--- Records for the task Enclosed Below ---

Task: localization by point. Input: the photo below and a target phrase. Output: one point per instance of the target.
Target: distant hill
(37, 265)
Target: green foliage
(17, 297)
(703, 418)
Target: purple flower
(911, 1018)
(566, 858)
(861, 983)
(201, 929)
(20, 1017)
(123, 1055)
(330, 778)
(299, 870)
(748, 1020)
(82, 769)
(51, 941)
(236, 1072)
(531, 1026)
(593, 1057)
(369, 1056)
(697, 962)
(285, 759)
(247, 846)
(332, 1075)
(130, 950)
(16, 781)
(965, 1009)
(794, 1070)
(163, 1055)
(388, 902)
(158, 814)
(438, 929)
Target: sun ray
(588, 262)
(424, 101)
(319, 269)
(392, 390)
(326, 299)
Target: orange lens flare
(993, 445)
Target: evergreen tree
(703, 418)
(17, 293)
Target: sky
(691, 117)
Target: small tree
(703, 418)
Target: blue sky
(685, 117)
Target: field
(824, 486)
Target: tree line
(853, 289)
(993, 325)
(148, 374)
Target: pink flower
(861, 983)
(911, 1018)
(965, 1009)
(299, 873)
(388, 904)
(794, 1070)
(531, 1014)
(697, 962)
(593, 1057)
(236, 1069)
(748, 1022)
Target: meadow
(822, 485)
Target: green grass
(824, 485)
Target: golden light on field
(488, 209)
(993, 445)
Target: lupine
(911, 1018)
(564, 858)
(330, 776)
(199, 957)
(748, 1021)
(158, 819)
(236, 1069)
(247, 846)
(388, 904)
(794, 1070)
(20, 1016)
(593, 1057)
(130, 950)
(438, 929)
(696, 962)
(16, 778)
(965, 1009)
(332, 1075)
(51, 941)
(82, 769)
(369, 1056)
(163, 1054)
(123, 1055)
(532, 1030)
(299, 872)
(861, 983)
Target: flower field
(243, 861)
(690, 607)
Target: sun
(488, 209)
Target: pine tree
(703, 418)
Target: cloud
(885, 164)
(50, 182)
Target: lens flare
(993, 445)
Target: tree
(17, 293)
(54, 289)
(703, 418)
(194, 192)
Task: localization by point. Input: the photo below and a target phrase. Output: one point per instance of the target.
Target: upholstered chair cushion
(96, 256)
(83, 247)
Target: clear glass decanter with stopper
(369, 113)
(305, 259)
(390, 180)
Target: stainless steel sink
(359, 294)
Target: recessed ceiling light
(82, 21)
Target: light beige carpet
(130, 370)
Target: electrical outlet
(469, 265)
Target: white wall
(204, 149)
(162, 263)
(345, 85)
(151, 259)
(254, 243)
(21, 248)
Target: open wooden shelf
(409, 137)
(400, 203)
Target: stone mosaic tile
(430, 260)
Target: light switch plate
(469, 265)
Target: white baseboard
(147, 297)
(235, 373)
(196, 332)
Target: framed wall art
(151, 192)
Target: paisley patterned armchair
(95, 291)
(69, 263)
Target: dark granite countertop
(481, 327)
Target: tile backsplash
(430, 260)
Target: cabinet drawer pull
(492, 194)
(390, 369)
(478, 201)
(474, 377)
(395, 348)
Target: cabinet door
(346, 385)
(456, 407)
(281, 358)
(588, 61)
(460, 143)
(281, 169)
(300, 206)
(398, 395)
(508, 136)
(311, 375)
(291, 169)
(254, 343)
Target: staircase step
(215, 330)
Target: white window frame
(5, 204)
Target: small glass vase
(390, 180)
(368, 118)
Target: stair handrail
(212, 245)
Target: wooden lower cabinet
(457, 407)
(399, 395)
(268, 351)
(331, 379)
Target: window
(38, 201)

--- End of Enclosed Records for the task ---

**The task**
The "Target: open wooden shelf" line through the last line above: set these down exactly and add nothing else.

**Your response**
Target: open wooden shelf
(409, 137)
(400, 203)
Target: stone mosaic tile
(430, 260)
Target: light switch plate
(469, 265)
Target: white baseboard
(147, 297)
(235, 373)
(196, 332)
Target: framed wall art
(151, 192)
Target: paisley patterned armchair
(95, 291)
(69, 263)
Target: dark granite countertop
(481, 327)
Target: tile backsplash
(430, 260)
Target: cabinet drawer pull
(492, 194)
(390, 369)
(478, 201)
(474, 377)
(395, 348)
Target: cabinet door
(346, 385)
(456, 407)
(281, 358)
(588, 61)
(460, 143)
(281, 169)
(300, 206)
(398, 395)
(508, 136)
(311, 375)
(291, 169)
(254, 343)
Target: staircase step
(215, 330)
Target: white window frame
(5, 204)
Target: small glass vase
(390, 180)
(368, 118)
Target: stair handrail
(212, 245)
Target: wooden lower cabinet
(457, 407)
(399, 395)
(268, 351)
(331, 379)
Target: window
(38, 201)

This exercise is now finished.